**What is expected:** Write out each line of the listing as it stands, without the images.
[[ Information shown open ]]
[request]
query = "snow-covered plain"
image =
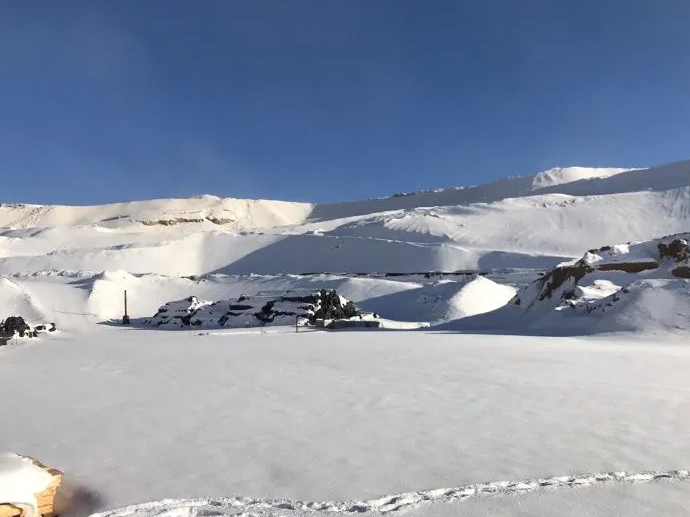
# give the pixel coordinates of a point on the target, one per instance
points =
(271, 422)
(135, 416)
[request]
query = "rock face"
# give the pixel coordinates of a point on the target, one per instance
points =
(16, 326)
(255, 311)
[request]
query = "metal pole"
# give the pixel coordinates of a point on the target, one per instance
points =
(125, 317)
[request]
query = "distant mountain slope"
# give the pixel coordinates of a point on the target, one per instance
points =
(533, 221)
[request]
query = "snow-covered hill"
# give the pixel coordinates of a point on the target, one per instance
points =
(642, 287)
(532, 221)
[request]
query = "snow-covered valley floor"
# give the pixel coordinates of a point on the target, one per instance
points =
(134, 416)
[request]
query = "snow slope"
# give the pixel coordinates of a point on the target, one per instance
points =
(526, 222)
(384, 419)
(635, 287)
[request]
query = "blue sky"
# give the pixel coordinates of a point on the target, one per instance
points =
(328, 100)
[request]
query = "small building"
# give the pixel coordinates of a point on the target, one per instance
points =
(352, 324)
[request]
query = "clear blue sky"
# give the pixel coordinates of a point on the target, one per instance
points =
(331, 99)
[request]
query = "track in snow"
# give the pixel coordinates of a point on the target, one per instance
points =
(244, 506)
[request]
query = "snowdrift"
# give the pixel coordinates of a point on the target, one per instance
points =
(532, 222)
(443, 301)
(641, 286)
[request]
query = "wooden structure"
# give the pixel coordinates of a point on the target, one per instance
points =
(45, 499)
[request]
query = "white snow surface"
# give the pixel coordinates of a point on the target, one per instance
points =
(269, 422)
(21, 480)
(356, 421)
(528, 222)
(641, 287)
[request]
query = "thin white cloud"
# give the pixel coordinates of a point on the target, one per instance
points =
(76, 46)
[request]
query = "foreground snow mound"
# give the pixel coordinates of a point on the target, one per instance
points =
(642, 286)
(255, 311)
(444, 301)
(21, 480)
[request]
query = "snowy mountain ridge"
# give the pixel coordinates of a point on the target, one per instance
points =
(533, 221)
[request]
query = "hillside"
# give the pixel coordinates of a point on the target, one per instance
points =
(525, 222)
(641, 287)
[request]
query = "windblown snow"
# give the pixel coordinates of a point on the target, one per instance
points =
(216, 419)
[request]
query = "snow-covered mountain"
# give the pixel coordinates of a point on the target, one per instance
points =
(640, 287)
(530, 221)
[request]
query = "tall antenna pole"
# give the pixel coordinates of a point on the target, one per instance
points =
(125, 318)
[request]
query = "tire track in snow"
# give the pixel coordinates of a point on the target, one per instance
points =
(238, 506)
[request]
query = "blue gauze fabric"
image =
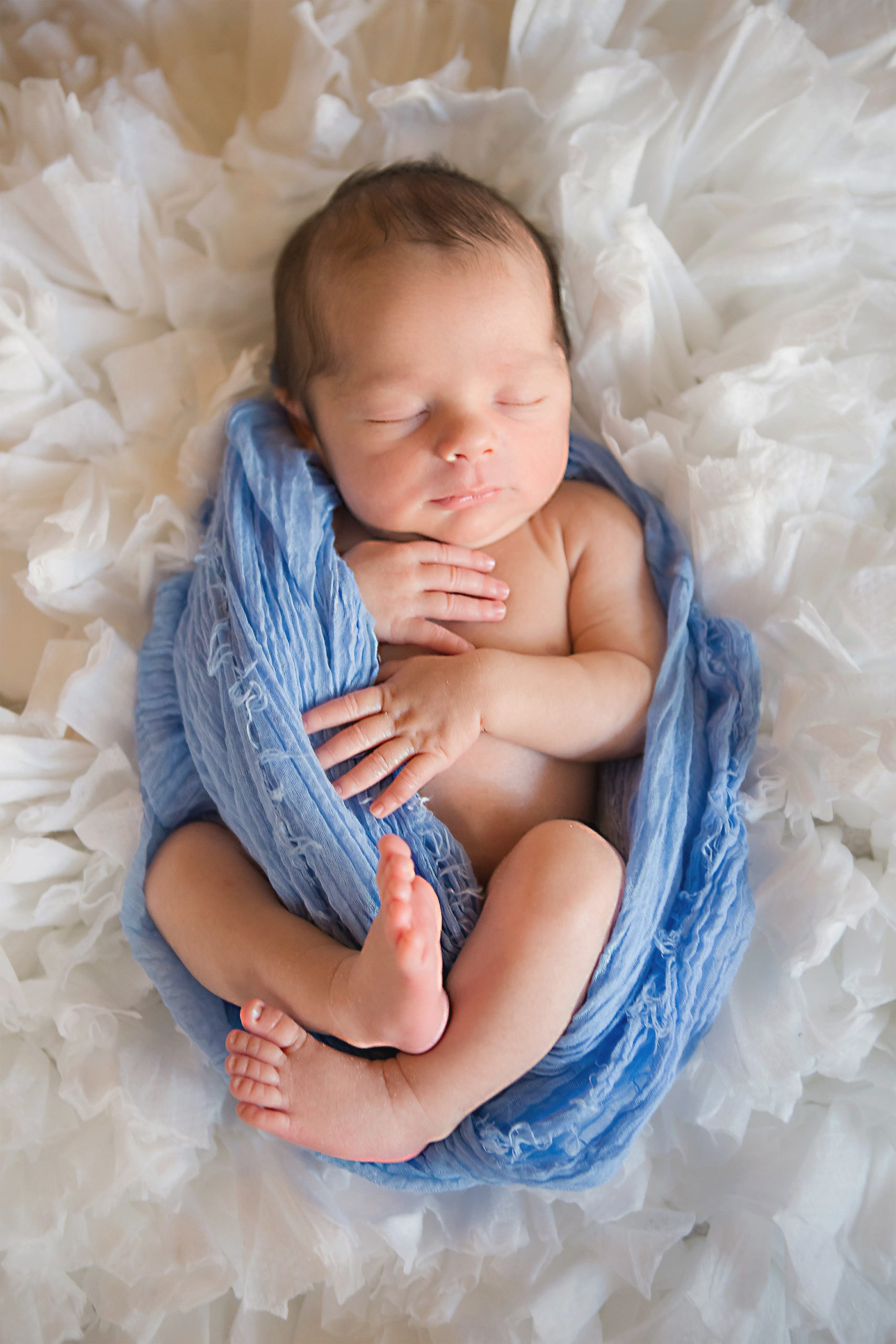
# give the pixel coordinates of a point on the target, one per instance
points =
(272, 623)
[[ Information shown closed ]]
**Written solution:**
[request]
query = "snow-covered plain"
image =
# give the pixel coordinates of a point on the target, one per instance
points =
(271, 422)
(135, 416)
[request]
query = "rock face"
# give the pixel coordinates of a point on the target, one per instance
points =
(16, 326)
(255, 311)
[request]
query = "metal pole"
# give the pixel coordinates of a point on the target, one per instance
points =
(125, 317)
[request]
query = "distant mountain slope"
# give the pixel coordinates of a point on the target, one per instance
points =
(533, 221)
[request]
query = "snow-covered hill"
# give the pixel coordinates of a point on the target, one per instance
points =
(642, 287)
(532, 221)
[request]
query = "snow-covered valley floor"
# give the pixel coordinates of a point on the target, one per instance
points =
(134, 416)
[request]
query = "snow slope"
# give the pixel coordinates of a point on the target, one per instance
points =
(526, 222)
(384, 419)
(635, 287)
[request]
query = "blue sky"
# give the pixel coordinates of a point on the target, one per instance
points =
(328, 100)
[request]
query = "small building"
# give the pixel coordinates of a point on the target, one per instance
points =
(352, 324)
[request]
query = "clear blue sky"
# give the pixel coordinates of a point on the target, one per instance
points =
(331, 99)
[request]
query = "track in snow"
# give the pixel coordinates of a point on the target, one per instance
points =
(244, 506)
[request]
query = "snowdrift"
# give the pixel coordinates of a point on the target, one per instance
points =
(532, 222)
(443, 301)
(641, 286)
[request]
query = "wooden structure"
# give the pixel coordinates of a point on the target, one per instance
points =
(45, 499)
[request]
query = "white snow surface"
# give the pixel coordinates of a point on the target, one per instance
points =
(269, 422)
(21, 480)
(356, 421)
(528, 222)
(641, 287)
[request]
query = "thin white cloud"
# give the pixel coordinates of a point on the target, one per instance
points =
(76, 46)
[request]
query = "foreground snow mound"
# give the pixel coordinates of a point on the target, one per instance
points =
(642, 286)
(255, 311)
(444, 301)
(21, 480)
[request]
query = "snowy mountain ridge"
# give the pixel coordinates of a point on the target, one per instance
points =
(533, 221)
[request]
query = "hillside"
# give the pixel coordinates of a point on the target, one per instance
points =
(525, 222)
(641, 287)
[request]
query = "windblown snow"
# give the pixel coordinates of a point on the target, one per instance
points =
(216, 419)
[request]
query = "snow-covered mountain"
# give the pixel coordinates of a point on the target, one per instance
points =
(640, 287)
(530, 221)
[request]
query = "tall antenna pole"
# give the pixel coordinates of a point on the target, one per instance
points =
(125, 318)
[request]
query = "tire track in snow"
# give the pixel coordinates of a point on the target, one per instance
points =
(238, 506)
[request]
query = "blue gauze fabric"
image =
# give the pixel coordinates of a point on the target, one per instance
points =
(272, 623)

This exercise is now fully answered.